▶ [SOURCE TEXT]:
________________________________________
Phonon spectra of porous GaP structures

One of the main characteristics of the porous structures is their extremely large surface.
In this connection surface-related vibrations should be much more pronounced as compared with bulk materials.

4.4 Phonon spectra of porous GaP structures

One of the main characteristics of the porous structures is their extremely large surface. In this connection surface-related vibrations should be much more pronounced as compared with bulk materials. Here we will describe the first observation of surface-related vibrations in porous semiconductors, namely in porous GaP. Interestingly, no analogous phonon modes have been found in extensively studied porous Si. Note that the surface-related vibrations observed in GaP was interpreted in terms of the so called Fröhlich modes, which should occur in small structures of heteropolar semiconductors in the region between the transversal (TO) and the longitudional (LO) modes. A suitable way to study the Fröhlich vibrational modes is the Raman technique. For basic principles of Raman measurements see Appendix 4.


Figure 4.27, curve 1 illustrates the micro-Raman spectrum from a bulk n-GaP crystal. Curves 2 and 3 were obtained from the samples anodized at current densities of 5 and 15 mA/cm2. The as-grown crystal exhibits only one Raman band centered at 404 cm-1, which corresponds to the Brillouin-zone-center LO phonon. The q = 0 TO phonon is forbidden in (100) geometry and therefore it is absent in the bulk GaP spectrum. The anodization process leads to a small downward frequency shift and broadening by 15 to 20 % of the LO-phonon band accompanied by a significant Raman signal intensification (up to 5–6 times). A complete breakdown of the polarization selection rules is reflected in Figure 4.27 by the appearance of a strong TO-phonon band. Like the LO phonon, the TO phonon also exhibits a downward frequency shift with increasing the anodization current.


Unpolarized micro-Raman spectra of bulk GaP and porous layers.

Figure 4.27: Unpolarized micro-Raman spectra of bulk GaP and porous layers. The curves are normalized to the intensity of the LO peak.


Another important feature caused by anodic etching is the emergence of a Raman peak positioned in the frequency gap between the TO and LO phonons. As seen from Figure 4.27, this peak appears as a well-defined shoulder on the low-energy side of the LO band. According to the results of a spectral deconvolution (Figure 4.28), the peak under consideration broadens and shifts to lower frequencies with increasing anodization current density corresponding to decreasing GaP concentration. The maximum of the peak corresponds to 398 cm-1 for j=5 mA/cm2 and to 394.3 cm-1 for j=15 mA/cm2.



Deconvolution of micro-Raman spectra of porous GaP layers prepared at different anodization current densities.

Figure 4.28: Deconvolution of micro-Raman spectra of porous GaP layers prepared at different anodization current densities.


It is important to note that the micro-Raman spectra are the same when taken from different areas of the porous layers prepared at current densities of 5 and 15 mA/cm2. Only samples subjected to dissolution at j=40 mA/cm2 were found to exhibit rather different spectra when scanned by the laser beam (Figure 4.29). Apart from that, the broad Raman band in the region 80 to 200 cm-1, inherent to amorphous GaP [104] was not observed in the porous layers studied. This proves the crystallinity of GaP skeleton remaining after dissolution.
________________________________________
▶ [ENTRIES SUPPLIED]:

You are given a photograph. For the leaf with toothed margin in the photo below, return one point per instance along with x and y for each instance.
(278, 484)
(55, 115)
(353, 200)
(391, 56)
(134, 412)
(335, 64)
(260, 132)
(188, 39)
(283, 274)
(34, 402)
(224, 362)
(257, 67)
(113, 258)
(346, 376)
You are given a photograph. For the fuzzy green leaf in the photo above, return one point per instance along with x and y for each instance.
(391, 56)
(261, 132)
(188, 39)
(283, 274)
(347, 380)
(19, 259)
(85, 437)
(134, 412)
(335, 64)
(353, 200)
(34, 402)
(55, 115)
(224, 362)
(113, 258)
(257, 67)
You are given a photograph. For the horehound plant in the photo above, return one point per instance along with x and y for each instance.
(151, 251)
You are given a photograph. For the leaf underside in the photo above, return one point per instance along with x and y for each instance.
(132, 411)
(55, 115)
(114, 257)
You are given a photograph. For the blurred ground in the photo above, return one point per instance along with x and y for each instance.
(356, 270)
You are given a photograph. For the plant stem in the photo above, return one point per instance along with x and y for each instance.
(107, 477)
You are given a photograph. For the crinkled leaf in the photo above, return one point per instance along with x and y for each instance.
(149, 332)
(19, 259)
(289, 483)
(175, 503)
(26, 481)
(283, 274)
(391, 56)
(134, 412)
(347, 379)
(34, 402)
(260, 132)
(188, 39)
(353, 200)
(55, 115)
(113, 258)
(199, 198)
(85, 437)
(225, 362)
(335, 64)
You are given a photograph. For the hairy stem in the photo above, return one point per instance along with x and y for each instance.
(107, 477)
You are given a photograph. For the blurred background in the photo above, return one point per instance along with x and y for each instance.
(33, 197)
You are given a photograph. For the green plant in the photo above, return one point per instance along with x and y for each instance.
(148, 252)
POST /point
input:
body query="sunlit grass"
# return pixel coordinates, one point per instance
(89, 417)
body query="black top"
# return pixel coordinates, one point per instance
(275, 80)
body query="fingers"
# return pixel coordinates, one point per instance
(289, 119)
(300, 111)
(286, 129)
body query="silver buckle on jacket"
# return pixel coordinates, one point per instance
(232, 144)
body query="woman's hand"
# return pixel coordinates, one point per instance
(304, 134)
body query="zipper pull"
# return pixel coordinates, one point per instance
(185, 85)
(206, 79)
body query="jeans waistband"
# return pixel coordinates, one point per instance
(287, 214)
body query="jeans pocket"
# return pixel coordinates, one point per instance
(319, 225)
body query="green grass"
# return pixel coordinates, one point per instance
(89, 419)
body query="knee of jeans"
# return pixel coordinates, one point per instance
________________________________________
▶ [REQUIRED TASKS]:
[1] Answer these from the porous GaP text:
(a) At what frequency is the single Raman band of the as-grown crystal centered?
(b) In which extensively studied porous material have no analogous phonon modes been found?
(c) At what current density were samples found to exhibit rather different spectra when scanned by the laser beam?
[2] List every anodization current density that the porous GaP text mentions.
[3] Rewrite the passage of the porous GaP text that begins with the words containing "4.4 Phonon spectra" and ends with "see Appendix 4.", putting "polar semiconductors" in place of "heteropolar semiconductors".

▶ [THE REPLIES]:
[1]
(a) 404 cm-1
(b) Porous Si
(c) j=40 mA/cm2

[2]
5 mA/cm2
15 mA/cm2
40 mA/cm2

[3]
4.4 Phonon spectra of porous GaP structures

One of the main characteristics of the porous structures is their extremely large surface. In this connection surface-related vibrations should be much more pronounced as compared with bulk materials. Here we will describe the first observation of surface-related vibrations in porous semiconductors, namely in porous GaP. Interestingly, no analogous phonon modes have been found in extensively studied porous Si. Note that the surface-related vibrations observed in GaP was interpreted in terms of the so called Fröhlich modes, which should occur in small structures of polar semiconductors in the region between the transversal (TO) and the longitudional (LO) modes. A suitable way to study the Fröhlich vibrational modes is the Raman technique. For basic principles of Raman measurements see Appendix 4.